== The exercise ==
Continue the blog post below on removing symbols from pandas columns with isalnum and isalpha, picking up right after its final line. The data that follows the post is not part of it.

== Text passage ==

• • • • • • •

This is a short blogpost. I wanted to document this recipe for my own benefit, and hopefully it will help others. I was working with a very messy dataset with some columns containing non-alphanumeric characters such as #,!,$^*) and even emojis.

numpy has two methods isalnum and isalpha.

isalnum returns True if all characters are alphanumeric, i.e. letters and numbers. documentation

isalpha returns True if all characters are alphabets (only alphabets, no numbers).documentation

import numpy as np
import pandas as pd
df = pd.DataFrame({'col':['abc', 'a b c', 'a_b_c', '#$#$abc', 'abc111', 'abc111#@$@', '  abc   !!! 123', 'ABC']})
df
col
0 abc
1 a b c
2 a_b_c
3 #$#$abc
4 abc111
5 abc111#@$@
6 abc !!! 123
7 ABC

Remove symbols and return alphanumerics

def alphanum(element):
    
    return "".join(filter(str.isalnum, element))
df.loc[:,'alphanum'] = [alphanum(x) for x in df.col]
df
col alphanum
0 abc abc
1 a b c abc
2 a_b_c abc
3 #$#$abc abc
4 abc111 abc111
5 abc111#@$@ abc111
6 abc !!! 123 abc123
7 ABC ABC

Remove symbols & numbers and return alphabets only

def alphabets(element):
    
    return "".join(filter(str.isalpha, element))

• • • • • • •

== Given data ==
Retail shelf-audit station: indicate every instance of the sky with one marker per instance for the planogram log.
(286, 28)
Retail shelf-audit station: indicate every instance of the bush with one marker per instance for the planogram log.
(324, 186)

• • • • • • •

== Reply ==
df.loc[:,'alphabets'] = [alphabets(x) for x in df.col]
df
col alphanum alphabets
0 abc abc abc
1 a b c abc abc
2 a_b_c abc abc
3 #$#$abc abc abc
4 abc111 abc111 abc
5 abc111#@$@ abc111 abc
6 abc !!! 123 abc123 abc
7 ABC ABC ABC

Bonus: Remove symbols & characters and return numbers only

def numbers(element):
    
    return "".join(filter(str.isnumeric, element))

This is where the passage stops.